**JOB:** Repeat word for word the line with "Tag one point on every instance of the coconut" and every line after it until the records below run out.

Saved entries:
⁂
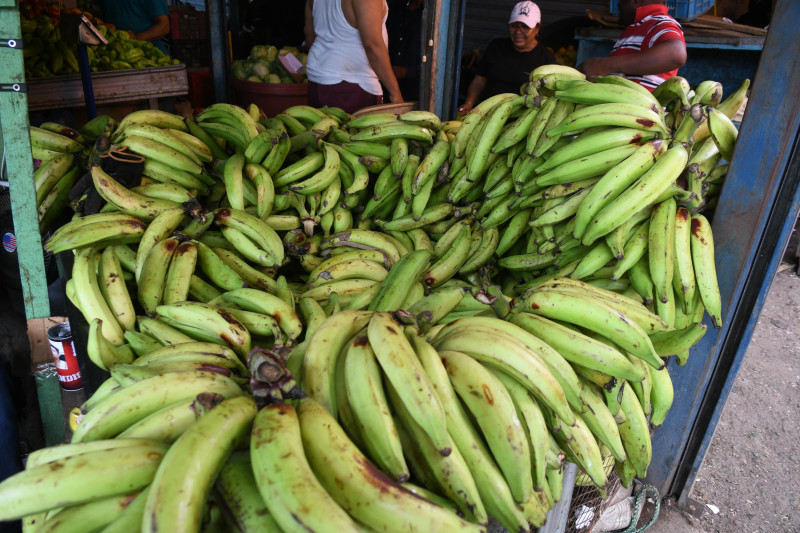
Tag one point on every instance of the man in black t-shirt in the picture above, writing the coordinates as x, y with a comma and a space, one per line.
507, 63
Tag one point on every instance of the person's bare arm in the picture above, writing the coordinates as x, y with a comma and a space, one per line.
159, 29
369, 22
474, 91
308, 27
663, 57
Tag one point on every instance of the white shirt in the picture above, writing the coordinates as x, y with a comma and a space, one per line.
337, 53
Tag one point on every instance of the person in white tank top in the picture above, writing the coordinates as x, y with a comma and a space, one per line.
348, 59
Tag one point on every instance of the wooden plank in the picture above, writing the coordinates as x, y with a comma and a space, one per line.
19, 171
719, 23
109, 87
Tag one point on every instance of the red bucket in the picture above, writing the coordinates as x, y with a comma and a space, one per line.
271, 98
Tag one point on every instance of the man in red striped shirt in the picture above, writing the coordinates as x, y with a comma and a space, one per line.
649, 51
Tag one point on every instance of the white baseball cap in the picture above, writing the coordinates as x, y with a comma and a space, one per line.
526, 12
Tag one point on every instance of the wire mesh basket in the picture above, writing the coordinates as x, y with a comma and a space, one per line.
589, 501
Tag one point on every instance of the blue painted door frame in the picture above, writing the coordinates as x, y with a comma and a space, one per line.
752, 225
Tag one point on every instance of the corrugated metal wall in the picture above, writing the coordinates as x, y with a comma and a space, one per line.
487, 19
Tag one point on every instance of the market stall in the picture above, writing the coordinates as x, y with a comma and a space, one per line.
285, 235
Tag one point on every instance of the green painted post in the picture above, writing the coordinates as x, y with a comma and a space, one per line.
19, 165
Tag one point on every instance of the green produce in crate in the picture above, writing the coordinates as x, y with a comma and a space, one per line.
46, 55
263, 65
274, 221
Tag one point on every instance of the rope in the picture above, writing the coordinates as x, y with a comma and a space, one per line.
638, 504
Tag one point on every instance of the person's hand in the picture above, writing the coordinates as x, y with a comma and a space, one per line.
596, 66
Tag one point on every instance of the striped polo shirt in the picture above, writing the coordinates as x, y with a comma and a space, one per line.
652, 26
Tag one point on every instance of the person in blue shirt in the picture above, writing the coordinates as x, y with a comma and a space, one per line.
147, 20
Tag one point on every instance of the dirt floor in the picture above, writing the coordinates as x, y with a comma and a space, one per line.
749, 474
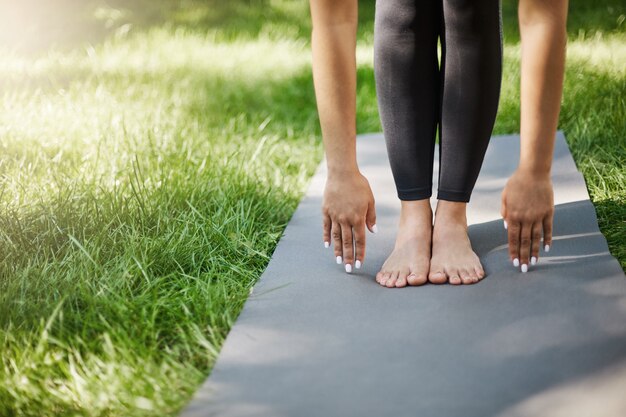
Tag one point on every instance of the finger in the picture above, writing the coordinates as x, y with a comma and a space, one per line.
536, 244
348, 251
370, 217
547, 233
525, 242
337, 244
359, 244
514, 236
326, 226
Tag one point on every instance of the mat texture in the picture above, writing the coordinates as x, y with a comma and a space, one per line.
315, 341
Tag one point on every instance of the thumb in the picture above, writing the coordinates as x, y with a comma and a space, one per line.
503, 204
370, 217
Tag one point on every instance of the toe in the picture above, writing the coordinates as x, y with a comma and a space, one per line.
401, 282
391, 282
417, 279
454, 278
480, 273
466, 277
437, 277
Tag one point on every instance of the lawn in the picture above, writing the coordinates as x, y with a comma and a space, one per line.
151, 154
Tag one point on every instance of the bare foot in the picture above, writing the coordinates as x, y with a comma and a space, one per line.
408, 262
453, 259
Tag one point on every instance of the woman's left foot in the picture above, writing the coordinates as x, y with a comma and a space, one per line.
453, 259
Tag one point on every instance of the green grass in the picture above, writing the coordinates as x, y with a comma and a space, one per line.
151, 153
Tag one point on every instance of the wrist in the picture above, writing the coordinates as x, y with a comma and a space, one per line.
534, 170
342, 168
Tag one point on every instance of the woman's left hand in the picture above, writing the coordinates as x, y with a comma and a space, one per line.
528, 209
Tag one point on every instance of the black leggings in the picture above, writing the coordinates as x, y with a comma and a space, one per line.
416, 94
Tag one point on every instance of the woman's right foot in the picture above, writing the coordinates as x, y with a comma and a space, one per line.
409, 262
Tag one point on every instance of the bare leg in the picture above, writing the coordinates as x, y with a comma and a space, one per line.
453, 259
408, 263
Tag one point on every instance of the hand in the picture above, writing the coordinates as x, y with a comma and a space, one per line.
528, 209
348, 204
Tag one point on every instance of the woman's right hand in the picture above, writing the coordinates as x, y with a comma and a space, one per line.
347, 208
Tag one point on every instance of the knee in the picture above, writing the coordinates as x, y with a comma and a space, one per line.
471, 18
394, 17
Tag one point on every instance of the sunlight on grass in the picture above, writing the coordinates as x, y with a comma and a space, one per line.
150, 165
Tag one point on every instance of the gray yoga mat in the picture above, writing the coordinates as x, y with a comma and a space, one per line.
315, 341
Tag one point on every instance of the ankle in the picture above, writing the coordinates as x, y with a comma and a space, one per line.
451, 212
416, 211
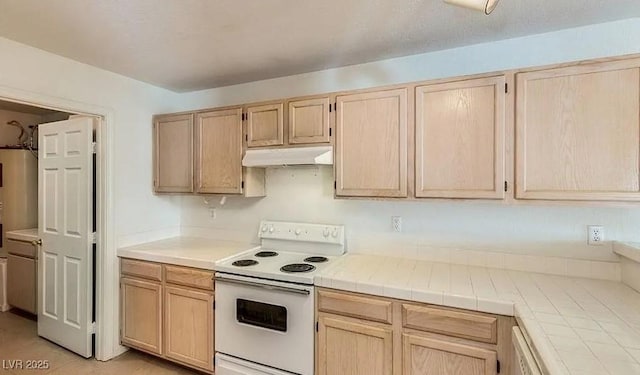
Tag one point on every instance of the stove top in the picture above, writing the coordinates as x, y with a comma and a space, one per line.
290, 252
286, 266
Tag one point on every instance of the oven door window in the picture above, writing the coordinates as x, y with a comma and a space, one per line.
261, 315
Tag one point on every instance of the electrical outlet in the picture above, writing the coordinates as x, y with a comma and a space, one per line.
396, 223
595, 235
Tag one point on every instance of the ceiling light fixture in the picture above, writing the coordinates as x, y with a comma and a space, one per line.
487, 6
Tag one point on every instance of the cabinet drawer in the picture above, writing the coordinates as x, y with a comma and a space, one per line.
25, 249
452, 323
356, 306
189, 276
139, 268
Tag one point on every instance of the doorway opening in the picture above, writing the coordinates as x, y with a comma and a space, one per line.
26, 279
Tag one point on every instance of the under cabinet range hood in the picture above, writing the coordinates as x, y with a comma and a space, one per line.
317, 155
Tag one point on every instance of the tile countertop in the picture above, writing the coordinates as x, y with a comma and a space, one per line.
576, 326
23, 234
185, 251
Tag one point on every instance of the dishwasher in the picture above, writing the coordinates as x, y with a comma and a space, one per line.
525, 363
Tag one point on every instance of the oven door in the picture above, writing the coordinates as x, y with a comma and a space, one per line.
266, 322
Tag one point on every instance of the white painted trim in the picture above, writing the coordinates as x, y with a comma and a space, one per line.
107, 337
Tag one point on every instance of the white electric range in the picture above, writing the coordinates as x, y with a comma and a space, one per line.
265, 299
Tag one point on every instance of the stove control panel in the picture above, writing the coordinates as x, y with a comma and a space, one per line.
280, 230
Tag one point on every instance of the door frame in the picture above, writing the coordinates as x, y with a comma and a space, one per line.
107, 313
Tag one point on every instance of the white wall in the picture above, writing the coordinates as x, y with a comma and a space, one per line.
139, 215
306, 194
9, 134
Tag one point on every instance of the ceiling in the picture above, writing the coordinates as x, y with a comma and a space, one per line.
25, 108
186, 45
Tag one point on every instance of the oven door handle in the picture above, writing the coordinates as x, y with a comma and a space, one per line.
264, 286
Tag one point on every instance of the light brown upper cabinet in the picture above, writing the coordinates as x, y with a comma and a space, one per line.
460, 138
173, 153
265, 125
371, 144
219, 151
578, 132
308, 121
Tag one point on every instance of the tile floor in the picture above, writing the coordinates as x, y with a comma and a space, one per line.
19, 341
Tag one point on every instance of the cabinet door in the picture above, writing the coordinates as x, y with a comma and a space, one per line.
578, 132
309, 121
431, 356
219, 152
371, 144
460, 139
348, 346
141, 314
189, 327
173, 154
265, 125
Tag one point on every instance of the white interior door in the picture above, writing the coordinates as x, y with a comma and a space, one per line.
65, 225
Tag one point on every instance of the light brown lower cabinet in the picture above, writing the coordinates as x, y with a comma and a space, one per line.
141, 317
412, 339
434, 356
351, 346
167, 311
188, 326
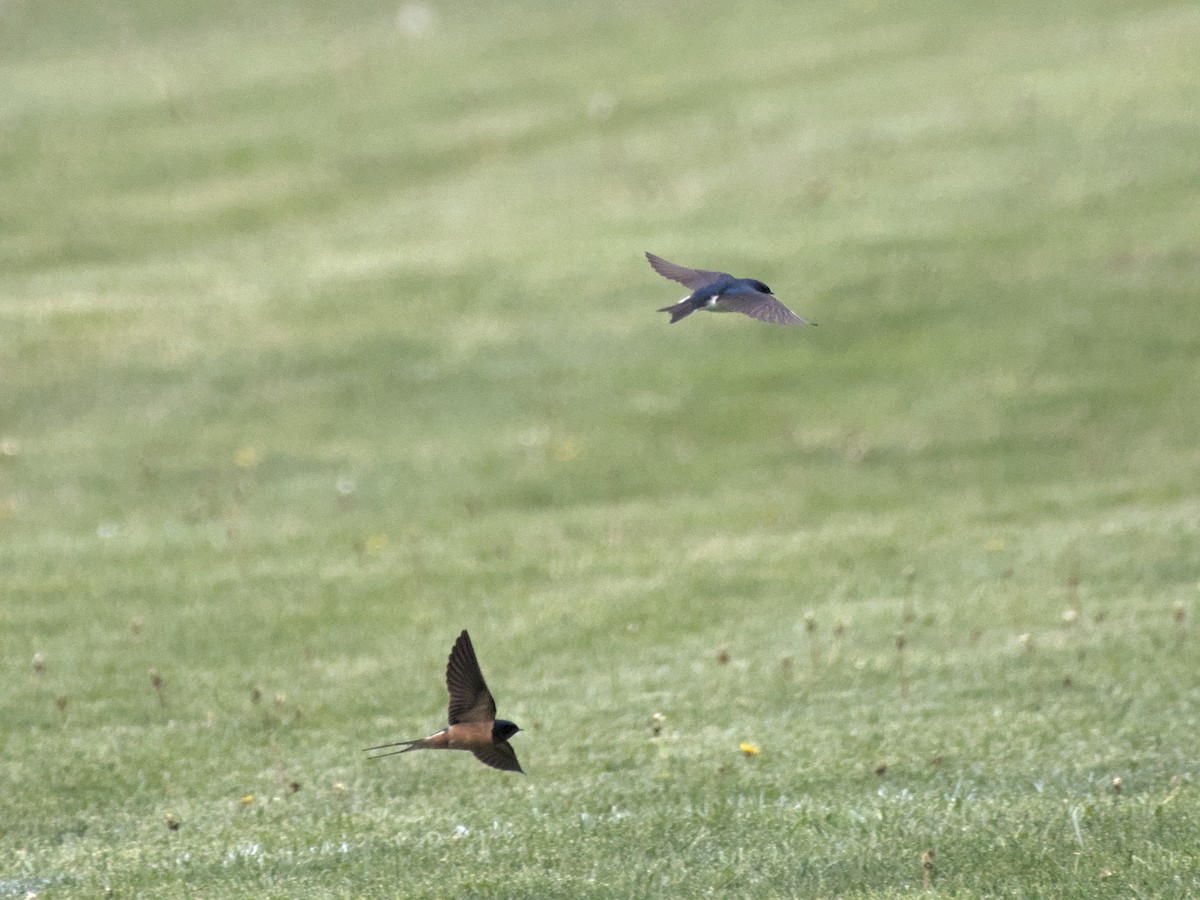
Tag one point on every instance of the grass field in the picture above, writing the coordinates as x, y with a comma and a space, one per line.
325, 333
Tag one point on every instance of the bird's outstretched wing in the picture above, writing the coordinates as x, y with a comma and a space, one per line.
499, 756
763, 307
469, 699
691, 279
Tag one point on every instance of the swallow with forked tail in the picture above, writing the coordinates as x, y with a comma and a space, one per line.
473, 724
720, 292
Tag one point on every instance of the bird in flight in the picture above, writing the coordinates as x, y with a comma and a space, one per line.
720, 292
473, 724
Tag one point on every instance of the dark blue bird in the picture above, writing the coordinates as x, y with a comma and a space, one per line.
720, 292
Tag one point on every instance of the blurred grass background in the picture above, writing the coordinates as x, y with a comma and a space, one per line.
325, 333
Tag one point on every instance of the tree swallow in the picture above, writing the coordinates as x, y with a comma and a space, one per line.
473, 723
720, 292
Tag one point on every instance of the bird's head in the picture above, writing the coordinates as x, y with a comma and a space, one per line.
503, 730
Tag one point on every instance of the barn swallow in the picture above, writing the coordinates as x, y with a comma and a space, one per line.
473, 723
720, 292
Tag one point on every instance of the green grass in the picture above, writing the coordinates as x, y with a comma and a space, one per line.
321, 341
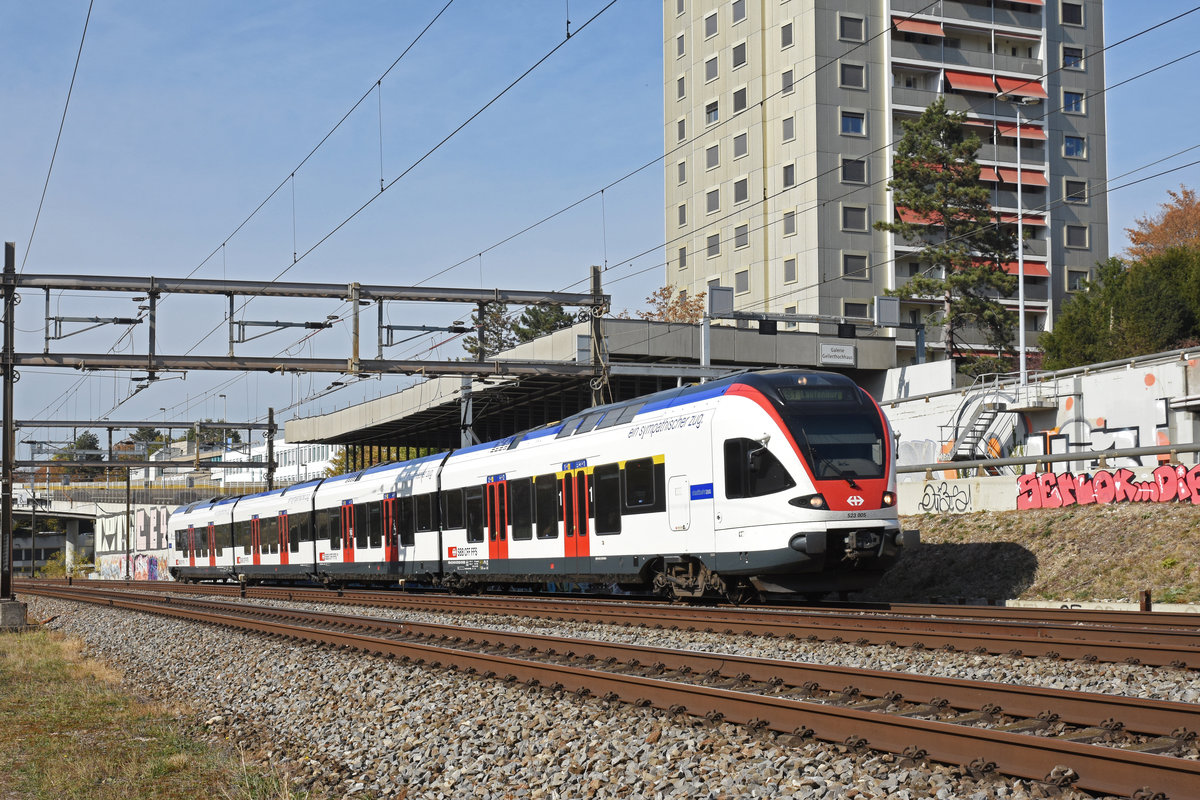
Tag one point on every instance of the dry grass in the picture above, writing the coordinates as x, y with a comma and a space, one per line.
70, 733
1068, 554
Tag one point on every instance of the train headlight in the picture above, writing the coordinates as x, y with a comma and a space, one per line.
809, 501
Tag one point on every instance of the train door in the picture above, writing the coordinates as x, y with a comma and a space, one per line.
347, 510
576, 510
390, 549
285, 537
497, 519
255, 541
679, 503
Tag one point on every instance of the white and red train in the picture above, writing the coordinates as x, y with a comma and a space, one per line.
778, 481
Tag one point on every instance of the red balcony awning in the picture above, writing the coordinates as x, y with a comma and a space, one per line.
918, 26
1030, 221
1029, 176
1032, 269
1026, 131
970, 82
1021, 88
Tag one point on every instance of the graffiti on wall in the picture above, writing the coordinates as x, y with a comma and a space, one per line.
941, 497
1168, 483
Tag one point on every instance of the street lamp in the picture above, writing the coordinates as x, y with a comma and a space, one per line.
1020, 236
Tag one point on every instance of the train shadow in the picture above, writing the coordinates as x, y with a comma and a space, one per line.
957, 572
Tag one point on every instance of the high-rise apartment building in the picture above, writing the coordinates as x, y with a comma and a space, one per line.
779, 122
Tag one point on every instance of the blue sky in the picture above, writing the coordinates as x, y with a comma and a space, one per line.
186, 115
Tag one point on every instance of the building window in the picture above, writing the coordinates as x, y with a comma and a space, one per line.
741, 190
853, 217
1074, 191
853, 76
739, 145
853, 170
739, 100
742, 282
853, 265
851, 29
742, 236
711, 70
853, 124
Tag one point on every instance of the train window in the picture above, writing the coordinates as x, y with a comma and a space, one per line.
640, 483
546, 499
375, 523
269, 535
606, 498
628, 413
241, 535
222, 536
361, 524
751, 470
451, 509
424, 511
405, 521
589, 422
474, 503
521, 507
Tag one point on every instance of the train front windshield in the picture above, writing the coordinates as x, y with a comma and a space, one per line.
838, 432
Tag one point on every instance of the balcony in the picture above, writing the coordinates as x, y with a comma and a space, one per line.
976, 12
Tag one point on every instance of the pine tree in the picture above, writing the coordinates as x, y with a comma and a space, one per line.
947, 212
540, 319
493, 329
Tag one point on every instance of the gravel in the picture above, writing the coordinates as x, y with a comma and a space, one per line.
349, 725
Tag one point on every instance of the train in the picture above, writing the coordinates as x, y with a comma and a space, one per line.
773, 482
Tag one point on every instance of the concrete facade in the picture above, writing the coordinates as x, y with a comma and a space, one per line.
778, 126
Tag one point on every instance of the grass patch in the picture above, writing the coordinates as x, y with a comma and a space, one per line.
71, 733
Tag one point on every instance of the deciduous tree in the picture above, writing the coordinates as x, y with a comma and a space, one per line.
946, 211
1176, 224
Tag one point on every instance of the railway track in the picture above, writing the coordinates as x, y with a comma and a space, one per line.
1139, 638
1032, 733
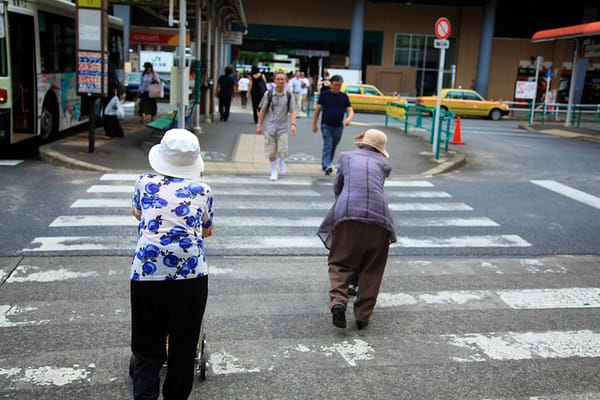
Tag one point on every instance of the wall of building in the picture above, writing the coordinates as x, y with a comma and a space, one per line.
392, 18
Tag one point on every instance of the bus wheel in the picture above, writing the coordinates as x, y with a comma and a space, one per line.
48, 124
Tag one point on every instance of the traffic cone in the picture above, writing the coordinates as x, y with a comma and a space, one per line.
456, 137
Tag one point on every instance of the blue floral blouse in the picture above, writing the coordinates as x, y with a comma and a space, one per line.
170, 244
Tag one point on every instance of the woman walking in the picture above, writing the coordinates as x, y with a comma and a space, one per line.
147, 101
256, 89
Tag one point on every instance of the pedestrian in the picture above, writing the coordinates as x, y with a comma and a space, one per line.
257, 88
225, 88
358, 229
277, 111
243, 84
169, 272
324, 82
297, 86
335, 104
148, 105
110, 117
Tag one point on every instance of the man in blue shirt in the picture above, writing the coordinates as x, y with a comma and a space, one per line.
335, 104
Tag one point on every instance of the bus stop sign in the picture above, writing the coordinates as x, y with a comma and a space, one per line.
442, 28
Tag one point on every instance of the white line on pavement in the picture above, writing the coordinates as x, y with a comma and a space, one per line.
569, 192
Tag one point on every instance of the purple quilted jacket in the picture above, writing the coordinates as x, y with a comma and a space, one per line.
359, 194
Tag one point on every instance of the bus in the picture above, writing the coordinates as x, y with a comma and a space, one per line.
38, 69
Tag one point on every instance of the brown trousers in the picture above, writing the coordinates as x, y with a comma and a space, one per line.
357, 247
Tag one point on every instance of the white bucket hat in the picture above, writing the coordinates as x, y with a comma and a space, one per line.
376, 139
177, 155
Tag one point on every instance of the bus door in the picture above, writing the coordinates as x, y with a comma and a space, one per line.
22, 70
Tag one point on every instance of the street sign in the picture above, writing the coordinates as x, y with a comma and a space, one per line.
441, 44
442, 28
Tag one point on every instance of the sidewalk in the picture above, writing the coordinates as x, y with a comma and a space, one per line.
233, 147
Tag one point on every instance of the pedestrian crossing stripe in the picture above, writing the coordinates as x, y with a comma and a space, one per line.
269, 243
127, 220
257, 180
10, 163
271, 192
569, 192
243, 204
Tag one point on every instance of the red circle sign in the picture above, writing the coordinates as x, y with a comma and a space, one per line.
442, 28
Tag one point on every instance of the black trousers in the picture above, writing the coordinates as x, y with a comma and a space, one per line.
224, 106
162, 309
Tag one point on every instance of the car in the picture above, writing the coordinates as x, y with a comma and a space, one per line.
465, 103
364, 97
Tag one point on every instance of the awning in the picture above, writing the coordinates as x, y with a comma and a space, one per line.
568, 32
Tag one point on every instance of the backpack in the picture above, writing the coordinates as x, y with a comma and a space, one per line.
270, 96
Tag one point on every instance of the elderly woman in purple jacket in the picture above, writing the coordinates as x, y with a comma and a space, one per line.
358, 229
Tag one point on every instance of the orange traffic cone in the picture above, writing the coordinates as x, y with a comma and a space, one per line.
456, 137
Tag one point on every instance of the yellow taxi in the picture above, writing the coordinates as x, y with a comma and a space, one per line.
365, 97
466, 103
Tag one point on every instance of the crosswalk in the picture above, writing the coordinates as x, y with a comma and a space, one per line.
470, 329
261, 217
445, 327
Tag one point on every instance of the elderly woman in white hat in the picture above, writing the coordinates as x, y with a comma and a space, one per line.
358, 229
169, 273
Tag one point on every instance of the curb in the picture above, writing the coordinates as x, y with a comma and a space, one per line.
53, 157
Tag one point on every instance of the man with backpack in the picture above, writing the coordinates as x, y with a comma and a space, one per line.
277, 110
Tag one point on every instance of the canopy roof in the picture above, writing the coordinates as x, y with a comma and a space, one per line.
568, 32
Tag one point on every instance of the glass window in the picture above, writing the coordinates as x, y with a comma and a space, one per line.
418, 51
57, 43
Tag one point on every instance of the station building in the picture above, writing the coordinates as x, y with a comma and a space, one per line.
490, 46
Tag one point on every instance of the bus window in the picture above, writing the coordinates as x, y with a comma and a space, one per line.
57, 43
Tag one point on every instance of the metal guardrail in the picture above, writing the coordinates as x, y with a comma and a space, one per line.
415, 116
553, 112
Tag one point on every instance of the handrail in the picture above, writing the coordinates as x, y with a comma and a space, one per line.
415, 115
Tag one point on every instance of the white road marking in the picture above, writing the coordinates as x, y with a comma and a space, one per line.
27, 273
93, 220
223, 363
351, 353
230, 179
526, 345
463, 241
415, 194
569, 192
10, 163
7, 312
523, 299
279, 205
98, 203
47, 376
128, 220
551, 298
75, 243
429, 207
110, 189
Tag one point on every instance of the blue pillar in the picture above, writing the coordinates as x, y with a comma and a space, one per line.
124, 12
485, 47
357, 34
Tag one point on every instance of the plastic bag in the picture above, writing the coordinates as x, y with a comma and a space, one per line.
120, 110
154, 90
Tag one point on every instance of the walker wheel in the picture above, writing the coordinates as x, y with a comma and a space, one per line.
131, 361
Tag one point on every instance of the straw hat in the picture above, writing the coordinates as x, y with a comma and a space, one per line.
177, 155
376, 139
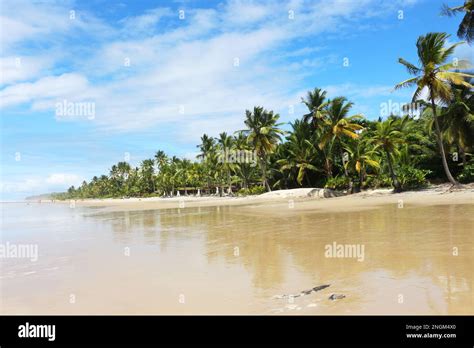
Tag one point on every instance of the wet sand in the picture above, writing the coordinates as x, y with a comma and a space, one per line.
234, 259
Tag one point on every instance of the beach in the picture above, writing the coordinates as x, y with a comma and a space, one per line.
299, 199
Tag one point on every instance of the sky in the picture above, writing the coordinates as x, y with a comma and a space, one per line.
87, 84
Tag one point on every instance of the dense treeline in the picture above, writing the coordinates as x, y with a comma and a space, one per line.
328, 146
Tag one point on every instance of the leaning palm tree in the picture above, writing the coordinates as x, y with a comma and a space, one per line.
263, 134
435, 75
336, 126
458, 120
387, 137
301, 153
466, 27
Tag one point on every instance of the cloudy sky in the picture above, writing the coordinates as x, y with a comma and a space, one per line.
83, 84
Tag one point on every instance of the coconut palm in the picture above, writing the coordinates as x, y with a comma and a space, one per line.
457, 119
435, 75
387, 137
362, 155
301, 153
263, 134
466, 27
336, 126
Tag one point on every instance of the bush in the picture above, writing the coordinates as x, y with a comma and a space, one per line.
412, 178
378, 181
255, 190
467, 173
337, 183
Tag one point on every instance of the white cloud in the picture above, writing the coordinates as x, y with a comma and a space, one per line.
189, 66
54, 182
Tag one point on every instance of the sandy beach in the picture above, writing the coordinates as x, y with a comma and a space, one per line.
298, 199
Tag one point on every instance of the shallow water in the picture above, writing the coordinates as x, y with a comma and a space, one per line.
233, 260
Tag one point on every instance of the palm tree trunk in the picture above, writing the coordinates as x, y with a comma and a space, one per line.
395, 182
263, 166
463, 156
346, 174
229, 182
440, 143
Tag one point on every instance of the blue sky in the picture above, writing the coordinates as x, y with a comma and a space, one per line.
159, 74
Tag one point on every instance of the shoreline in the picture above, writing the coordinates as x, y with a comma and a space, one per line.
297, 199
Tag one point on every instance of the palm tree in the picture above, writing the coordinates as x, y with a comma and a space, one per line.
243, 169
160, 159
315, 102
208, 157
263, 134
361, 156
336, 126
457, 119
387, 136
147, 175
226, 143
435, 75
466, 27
⁂
**OUTPUT:**
Tag one point on every instance of the coconut palm in the picture above, writing the coordinates as x, y with a comma and a space, one per line.
457, 119
435, 75
387, 137
362, 155
301, 153
263, 134
466, 27
336, 126
Tag one point on every instance of the bush in the picture above, writing the coordinates as x, y with a comma and a space, one per line.
412, 178
378, 181
255, 190
467, 173
337, 183
Tag one point on every instance of the white cloud in the picture above, writing the coordinates as x, y with a comma and a space, one per line.
189, 66
54, 182
Tag one point on every instance of the sandy beach in the picture above, writing the coordinates as x, y with a comma and a space, one per line.
298, 199
Tag one point on every instance of the shallow water in the picture above, writing the coordinates as x, y with a comma and a space, one per line.
233, 260
Tag one point on every instance of the palm tree trunk in the picture above, writing the coordinates as x, y with a comma and a space, one per line.
395, 182
263, 166
463, 156
346, 174
229, 182
440, 143
Tag one point on every instance of the blue sky in the picture above, writing the coordinates as x, y with a comma and a space, one per line.
159, 74
Tag one point on every instance of the shoreline in the picture above, writing the coordinates as x, y with a comma and a space, one per line.
297, 199
Tag one point on every instance of the palm tree in the picture above, writing the coordinates as x, y with a comma and a space, one per line.
243, 169
160, 159
315, 102
208, 157
263, 134
361, 156
336, 126
457, 119
387, 136
147, 175
226, 143
435, 75
466, 27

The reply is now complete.